● OBJECTIVE:
Write out the records below word for word, please.

● MATERIAL SUPPLIED:
□ □ □ □ □

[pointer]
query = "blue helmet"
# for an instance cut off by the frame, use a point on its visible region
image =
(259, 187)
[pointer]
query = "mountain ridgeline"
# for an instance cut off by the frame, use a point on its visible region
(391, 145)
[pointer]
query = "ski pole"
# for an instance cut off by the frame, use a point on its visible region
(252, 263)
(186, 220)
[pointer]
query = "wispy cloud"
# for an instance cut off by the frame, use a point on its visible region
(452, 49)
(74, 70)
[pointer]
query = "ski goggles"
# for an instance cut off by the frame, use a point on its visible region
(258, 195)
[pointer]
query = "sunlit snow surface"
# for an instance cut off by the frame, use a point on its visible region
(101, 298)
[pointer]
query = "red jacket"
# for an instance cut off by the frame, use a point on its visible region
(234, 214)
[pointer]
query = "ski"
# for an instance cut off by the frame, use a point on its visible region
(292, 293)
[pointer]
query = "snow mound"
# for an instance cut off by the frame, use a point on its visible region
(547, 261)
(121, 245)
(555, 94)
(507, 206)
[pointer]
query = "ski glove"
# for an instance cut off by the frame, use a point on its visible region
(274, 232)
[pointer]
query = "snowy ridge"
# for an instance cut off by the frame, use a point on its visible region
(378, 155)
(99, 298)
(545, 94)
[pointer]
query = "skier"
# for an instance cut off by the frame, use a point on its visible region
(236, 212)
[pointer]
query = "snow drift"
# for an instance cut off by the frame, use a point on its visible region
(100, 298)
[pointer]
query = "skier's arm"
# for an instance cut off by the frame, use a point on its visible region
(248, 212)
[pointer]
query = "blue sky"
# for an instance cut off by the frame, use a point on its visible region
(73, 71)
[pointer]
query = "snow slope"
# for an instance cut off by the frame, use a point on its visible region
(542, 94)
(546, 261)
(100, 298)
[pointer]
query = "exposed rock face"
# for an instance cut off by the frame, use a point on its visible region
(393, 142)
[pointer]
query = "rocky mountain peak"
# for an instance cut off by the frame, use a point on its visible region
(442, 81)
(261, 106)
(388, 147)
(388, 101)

□ □ □ □ □

● RESPONSE TO THE EXERCISE:
[pointer]
query = "blue helmet"
# for an instance cut off by the frame, use a point on its visible region
image =
(259, 187)
[pointer]
query = "mountain ridgeline"
# for an instance cut off by the frame, use a point on its visible region
(391, 145)
[pointer]
query = "ski pole"
# for an instance cut off by the frame, use a point on its visible region
(252, 263)
(186, 220)
[pointer]
query = "wispy cloud"
# for an instance cut off by the frame, use a point on its visible region
(452, 49)
(74, 70)
[pointer]
query = "ski goggles"
# for an instance cut off by the frame, use a point on its visible region
(258, 195)
[pointer]
query = "sunlit snow surface"
# for an instance cut off by the frame, use a point on its visible region
(101, 298)
[pointer]
query = "red jacket"
# for an instance cut off by the frame, use a point on its visible region
(234, 214)
[pointer]
query = "ski"
# for an instance cut off by the frame, use a point on its visible region
(292, 293)
[pointer]
query = "snow mound"
# for an instance cut off by the frame, use a point on its visible region
(547, 261)
(121, 245)
(555, 94)
(507, 206)
[pointer]
query = "ski glove"
# for an instance cut off by the frame, use a point on its visible region
(274, 232)
[pointer]
query = "snowy ridge"
# for an instance cut off by the frame, use a point on its visible region
(378, 155)
(99, 298)
(545, 94)
[pointer]
query = "skier"
# for an instance cut off by the frame, use a point on its visible region
(236, 212)
[pointer]
query = "snow drift"
# for an instance cut off by the frame, use a point on its visible region
(100, 298)
[pointer]
query = "skier's arm"
# for an instance cut off by the frame, use a point on its visible region
(248, 212)
[pointer]
query = "blue sky"
# for an instance cut off by the frame, use a point on its visible region
(73, 71)
[pointer]
query = "snow slope"
# for an instance cut off by the frame, use a point on its visible region
(542, 94)
(546, 261)
(100, 298)
[pointer]
query = "exposed rock face"
# for an instance cut off by the frame, use a point on its visible region
(393, 142)
[pointer]
query = "rocky mountain peak"
# for an instance cut off by the frame, use a point on its visible region
(442, 81)
(261, 106)
(388, 147)
(388, 101)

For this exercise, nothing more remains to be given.